== Document section ==
....
If you’re a data hound and seek some data about parent (and grandparent) borrowing, check out the Consumer Finance Protection Bureau’s recently released “Snapshot of Older Consumers and Student Loan Debt.”

Like many data analysis, this one can be used to support both sides of an argument.   Here, (a) older (age 60+) borrowers are under stress and (b) older borrowers are doing ok.     The CFPB report compares the 10 year period 2005-2015.  The data in parenthesis is 2005 data as cited in the report:

Older borrowers are under stress:

  • Consumers age 60+ is fastest growing segment of the student loan market
    • They owe $66.7 billion
    • There are 2.8 million older borrowers, (up from 700,000)
    • They owe on average $23,500, (up from $12,100)
  • Delinquencies are up from 7.4% (2005) to 12.5% (2015)
    • 37% of borrowers over 64 are in default
    • 40,000 have Social Security benefits offset (8,700 in 2005)

Older borrowers are doing ok:

  • 73% is borrowed for children or grandchildren – indicating a choice to help rather than being burdened by their own debt.
  • Fewer than 31% of older borrowers owed federal loans (867,000 of 2.8 million)
    • Fewer than 7.5% held PLUS Loans (210,000 holders)
  • Of 2.8 million borrowers, only 1,100 lodged loan complaints with the CFPB

What does this all mean?

To me, it’s clear.

  1. Parents should establish a college savings program for their family that is appropriate for their financial situation.
  2. Students should seek financial aid by filing the required forms.
  3. Parents and students should realistically assess how much current income each can contribute to defray costs while the student is in school.
....
== Records to process ==

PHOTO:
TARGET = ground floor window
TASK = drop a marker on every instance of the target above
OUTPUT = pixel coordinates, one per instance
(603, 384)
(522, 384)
....
== Directions ==
A) Write out every line of the listing exactly as it appears, coordinates included.
B) Continue the piece on older borrowers and student loan debt, picking up after its third numbered point.
The listing has nothing to do with the student loan piece.

== Answers to the problems ==
A)
PHOTO:
TARGET = ground floor window
TASK = drop a marker on every instance of the target above
OUTPUT = pixel coordinates, one per instance
(603, 384)
(522, 384)

B)
  4. Students should be primarily responsible for taking loans for college. The federal loan program is the best solution for most of them.
  5. If parents are enlisted to help their students with loans, they should contribute by co-signing a loan with a co-signer release.
  6. If parents need to be the sole obligor to borrower for their child’s education, they should shop around, be wary of the federal PLUS program and not borrow from their retirement account.

I can’t help but think of the airline oxygen mask analogy.   There is a reason we’re instructed to put on our oxygen mask before taking care of a child.   Incapacitated parents are of no help to kids.  The same is true for parent borrowing for college.  If you feel compelled to help borrower for a child or grandchild’s education, be sure not to imperil your future well-being.  Co-signing a loan helps the next generation achieve their dream of a college education without imperiling your dream of comfortable twilight years.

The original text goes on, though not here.